Back in college, I briefly had the editorial reins of the entertainment section in an alternative (read: unpopular) campus paper. One of my few accomplishments was an Oscar prediction article pitting our resident film critics up against Wrestlemania 2000, the old then-WWF game for Nintendo 64. It was supposed to be a stupid gimmick, something I have built a reputation on over the years. But then Wrestlemania 2000 went 5-for-5 and blew our “experts” out of the water. Ever since, I’ve blown the dust off the N64 every February to get new insight into the upcoming Academy Awards.
1. For each of the categories (Lead Actor/Actress, Supporting Actor/Actress, Director, Picture and one wildcard choice), I automatically eliminate one nominee. To do this in a fair and even fashion (as opposed to the old way when I picked someone whose name or face I didn’t like), we consult Vegas odds. The nominee with the least-favorable odds gets cut. Odds were provided via Bodog as of 2/18.
2. The remaining four nominees per category are matched up with a character from WM2K’s extensive circa-1997 WWF roster. No wrestlers are repeated during the contest.
3. Those four wrestlers per category are placed in a four-man elimination Royal Rumble match, with the rules tweaked to reflect a “Fatal 4-Way Elimination Match” by WWF/E rules – aka, the last man standing is the Oscar winner.
Read on to see the results.
The first category is a damned crying shame, because Philip Seymour Hoffman, who practically drove Charlie Wilson’s War by himself as the ultimate Aaron-Sorkin-secondary-male-lead character (aka the Jeremy Goodwin, the Sam Seaborn, etc.), is the longshot at 16/1 odds. The man deserves a statue…but rules are rules, so he gets bounced.
Talented sibling who will probably always deal with the shadow of his more conventionally-successful (but less critically-acclaimed) brother.

Listed entries »
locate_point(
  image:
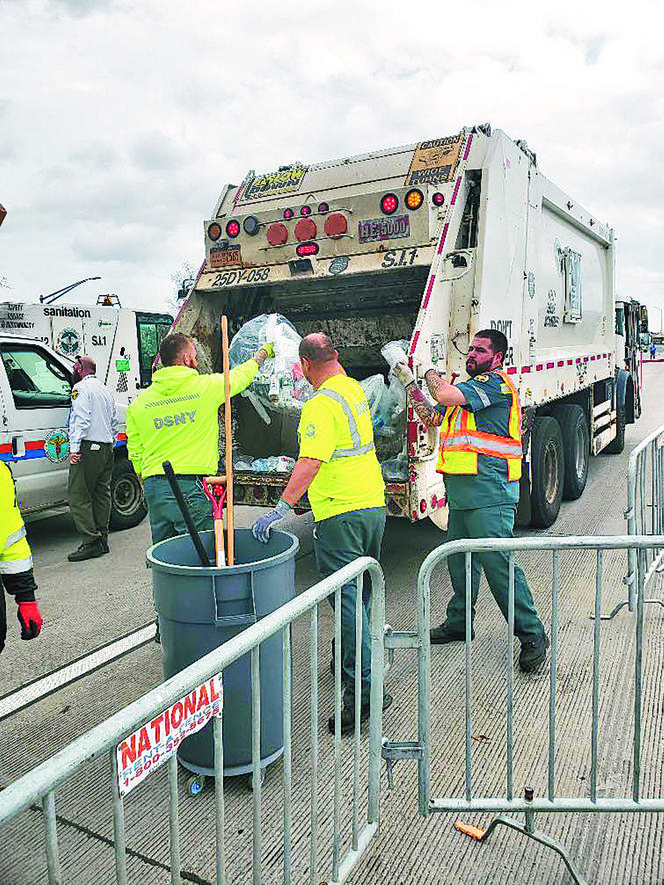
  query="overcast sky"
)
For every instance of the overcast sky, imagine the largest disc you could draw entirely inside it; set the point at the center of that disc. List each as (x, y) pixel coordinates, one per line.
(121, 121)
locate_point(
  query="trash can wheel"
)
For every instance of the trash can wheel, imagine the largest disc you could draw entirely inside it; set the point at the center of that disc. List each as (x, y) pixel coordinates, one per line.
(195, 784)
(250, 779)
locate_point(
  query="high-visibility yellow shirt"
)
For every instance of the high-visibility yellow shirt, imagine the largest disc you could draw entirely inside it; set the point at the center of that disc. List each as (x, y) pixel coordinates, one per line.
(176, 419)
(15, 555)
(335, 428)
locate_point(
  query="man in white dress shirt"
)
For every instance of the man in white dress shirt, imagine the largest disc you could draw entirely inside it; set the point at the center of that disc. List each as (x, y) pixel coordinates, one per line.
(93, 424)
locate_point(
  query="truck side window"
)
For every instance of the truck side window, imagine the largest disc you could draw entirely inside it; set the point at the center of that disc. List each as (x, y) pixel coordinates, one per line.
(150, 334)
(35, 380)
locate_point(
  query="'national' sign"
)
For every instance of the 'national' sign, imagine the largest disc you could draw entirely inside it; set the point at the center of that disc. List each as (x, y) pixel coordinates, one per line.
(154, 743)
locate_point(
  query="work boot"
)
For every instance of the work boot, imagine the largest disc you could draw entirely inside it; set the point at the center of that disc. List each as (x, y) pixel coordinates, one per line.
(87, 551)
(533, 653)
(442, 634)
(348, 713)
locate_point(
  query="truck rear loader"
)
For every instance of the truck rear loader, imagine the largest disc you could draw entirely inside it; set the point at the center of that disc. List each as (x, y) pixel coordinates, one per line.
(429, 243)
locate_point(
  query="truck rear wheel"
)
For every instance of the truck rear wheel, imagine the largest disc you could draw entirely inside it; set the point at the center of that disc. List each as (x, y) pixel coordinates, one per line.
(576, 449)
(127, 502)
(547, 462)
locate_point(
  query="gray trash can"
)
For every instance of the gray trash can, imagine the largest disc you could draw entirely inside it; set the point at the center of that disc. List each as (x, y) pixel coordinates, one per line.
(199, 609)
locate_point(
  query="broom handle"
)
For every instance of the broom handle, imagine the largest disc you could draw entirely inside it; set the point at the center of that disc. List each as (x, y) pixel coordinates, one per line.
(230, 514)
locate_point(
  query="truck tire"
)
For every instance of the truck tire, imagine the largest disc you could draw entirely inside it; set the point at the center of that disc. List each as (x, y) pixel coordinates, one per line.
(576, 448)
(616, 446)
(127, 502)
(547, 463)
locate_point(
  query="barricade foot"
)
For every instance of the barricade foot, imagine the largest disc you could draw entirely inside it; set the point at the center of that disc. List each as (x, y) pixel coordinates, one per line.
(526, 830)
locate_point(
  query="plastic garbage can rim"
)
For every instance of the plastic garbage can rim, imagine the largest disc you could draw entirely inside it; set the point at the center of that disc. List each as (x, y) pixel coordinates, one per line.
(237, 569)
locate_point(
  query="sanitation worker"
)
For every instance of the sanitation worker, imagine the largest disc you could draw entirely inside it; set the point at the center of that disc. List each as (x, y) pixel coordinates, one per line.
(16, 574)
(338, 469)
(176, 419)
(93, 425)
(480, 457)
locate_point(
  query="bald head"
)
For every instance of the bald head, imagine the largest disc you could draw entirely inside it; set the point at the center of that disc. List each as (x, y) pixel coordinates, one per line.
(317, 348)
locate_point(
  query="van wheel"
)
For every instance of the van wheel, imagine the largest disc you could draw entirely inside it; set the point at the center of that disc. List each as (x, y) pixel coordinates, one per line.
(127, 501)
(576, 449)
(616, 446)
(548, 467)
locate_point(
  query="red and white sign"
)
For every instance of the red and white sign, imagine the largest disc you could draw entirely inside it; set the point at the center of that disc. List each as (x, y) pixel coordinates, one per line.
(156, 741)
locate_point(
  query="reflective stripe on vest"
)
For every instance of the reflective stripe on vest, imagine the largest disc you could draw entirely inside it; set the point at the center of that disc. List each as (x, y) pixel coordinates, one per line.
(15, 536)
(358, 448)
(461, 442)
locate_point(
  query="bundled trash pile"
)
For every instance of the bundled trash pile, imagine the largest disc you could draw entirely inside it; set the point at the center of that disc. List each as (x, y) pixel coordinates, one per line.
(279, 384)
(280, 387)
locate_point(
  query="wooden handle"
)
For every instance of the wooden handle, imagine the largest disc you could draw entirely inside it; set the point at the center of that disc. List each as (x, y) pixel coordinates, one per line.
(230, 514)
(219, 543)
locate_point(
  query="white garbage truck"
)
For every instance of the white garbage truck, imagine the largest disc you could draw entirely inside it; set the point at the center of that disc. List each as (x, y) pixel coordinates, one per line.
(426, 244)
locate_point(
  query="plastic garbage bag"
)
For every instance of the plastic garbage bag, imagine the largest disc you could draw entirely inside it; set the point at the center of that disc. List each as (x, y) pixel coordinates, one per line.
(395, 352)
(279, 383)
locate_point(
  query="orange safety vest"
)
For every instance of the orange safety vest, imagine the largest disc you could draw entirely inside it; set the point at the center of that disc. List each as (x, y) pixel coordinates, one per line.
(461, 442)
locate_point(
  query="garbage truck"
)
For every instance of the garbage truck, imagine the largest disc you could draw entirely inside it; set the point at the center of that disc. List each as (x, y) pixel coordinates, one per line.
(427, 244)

Requirements »
1 - In the Oscar prediction text, which source provided the odds used to eliminate nominees?
2 - Decide whether each statement agrees with the Oscar prediction text, and support each yes or no with a quotation from it.
(a) No wrestler appears more than once during the contest.
(b) In each category, the nominee with the most favorable odds is eliminated.
(c) Wrestlemania 2000 is a game for the Nintendo 64.

Solutions to each task »
1 - Bodog, as of 2/18.

2 -
(a) Yes: "No wrestlers are repeated during the contest."
(b) No: "The nominee with the least-favorable odds gets cut."
(c) Yes: "the old then-WWF game for Nintendo 64"